(Beginning of Data supplied)

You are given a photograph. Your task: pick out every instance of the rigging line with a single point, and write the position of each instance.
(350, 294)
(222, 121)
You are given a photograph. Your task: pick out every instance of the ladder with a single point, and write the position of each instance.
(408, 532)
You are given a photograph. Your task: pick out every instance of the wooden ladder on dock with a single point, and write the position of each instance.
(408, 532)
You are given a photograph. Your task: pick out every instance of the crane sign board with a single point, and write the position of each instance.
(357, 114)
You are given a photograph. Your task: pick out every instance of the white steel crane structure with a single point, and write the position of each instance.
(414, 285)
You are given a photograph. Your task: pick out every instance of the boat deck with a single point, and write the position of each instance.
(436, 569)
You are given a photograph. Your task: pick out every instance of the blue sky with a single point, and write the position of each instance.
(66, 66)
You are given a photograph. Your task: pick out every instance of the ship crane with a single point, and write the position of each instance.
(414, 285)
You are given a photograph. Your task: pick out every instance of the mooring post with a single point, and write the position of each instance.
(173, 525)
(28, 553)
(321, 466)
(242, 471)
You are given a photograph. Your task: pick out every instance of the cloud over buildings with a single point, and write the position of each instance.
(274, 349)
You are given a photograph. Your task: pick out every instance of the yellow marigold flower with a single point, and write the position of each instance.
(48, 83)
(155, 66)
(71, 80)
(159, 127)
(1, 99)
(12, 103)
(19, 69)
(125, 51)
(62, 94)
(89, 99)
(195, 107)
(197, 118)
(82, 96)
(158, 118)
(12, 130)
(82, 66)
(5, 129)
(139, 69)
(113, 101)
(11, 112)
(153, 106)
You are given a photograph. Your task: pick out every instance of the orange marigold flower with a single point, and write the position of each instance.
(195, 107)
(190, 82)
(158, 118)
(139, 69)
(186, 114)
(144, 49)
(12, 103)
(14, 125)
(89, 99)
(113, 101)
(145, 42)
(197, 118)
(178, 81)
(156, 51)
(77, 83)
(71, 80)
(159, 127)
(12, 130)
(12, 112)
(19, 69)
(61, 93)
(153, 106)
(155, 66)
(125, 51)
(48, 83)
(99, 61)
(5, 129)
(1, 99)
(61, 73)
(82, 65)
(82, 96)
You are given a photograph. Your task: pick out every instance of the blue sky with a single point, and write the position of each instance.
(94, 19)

(End of Data supplied)

→ Try it
Repeat the data in full, keeping each word exactly as it is.

→ Completed task
You are given a photograph. Your task: pick out every instance of the rigging line with a single point, and write the position of each instance.
(350, 294)
(222, 121)
You are given a photograph. Your task: pick out every instance of the ladder with a single point, and write the position of each instance.
(408, 532)
You are given a photograph. Your task: pick out every instance of the wooden ladder on dock with a single point, and write the position of each instance.
(408, 532)
You are given a photograph. Your task: pick out every instance of the crane sign board with a single point, and write the position of each instance.
(357, 114)
You are given a photograph. Your task: pick out every instance of the white steel crane structure with a single point, and write the position of each instance.
(414, 285)
You are given a photograph. Your task: pick out every instance of the boat deck with a single point, and write the position of each instance.
(436, 569)
You are given a photograph. Your task: pick out every instance of the blue sky with a single point, and write the position of each instance.
(66, 66)
You are given a photograph. Your task: pick out every instance of the ship crane with a single point, and write the position of each instance.
(414, 285)
You are given a photograph. Your task: pick out every instance of the mooring post with a single point, and write the position of each instance.
(173, 525)
(28, 553)
(321, 466)
(242, 471)
You are given a photograph. Your task: pick out every instance of the cloud over buildings with a single point, and write the position of each instance.
(274, 349)
You are given a photograph. Your task: pick out every instance of the yellow marigold flower with a single point, and write the position of each instance.
(48, 83)
(155, 66)
(71, 80)
(159, 127)
(1, 99)
(12, 103)
(19, 69)
(125, 51)
(62, 94)
(89, 99)
(195, 107)
(197, 118)
(82, 96)
(158, 118)
(12, 130)
(82, 66)
(5, 129)
(139, 69)
(113, 101)
(11, 112)
(153, 106)
You are given a photograph. Your task: pick out every instance of the orange marigold flower with a single point, and write the position of each instance.
(195, 107)
(190, 82)
(158, 118)
(139, 69)
(186, 114)
(144, 49)
(12, 103)
(14, 125)
(89, 99)
(113, 101)
(145, 42)
(197, 118)
(178, 81)
(156, 51)
(77, 83)
(71, 80)
(159, 127)
(12, 130)
(12, 112)
(19, 69)
(61, 93)
(153, 106)
(155, 66)
(125, 51)
(48, 83)
(99, 61)
(5, 129)
(1, 99)
(61, 73)
(82, 65)
(82, 96)
You are given a photograph. Your task: pick out every instance of the blue sky with a single point, and write the position of each instance.
(94, 19)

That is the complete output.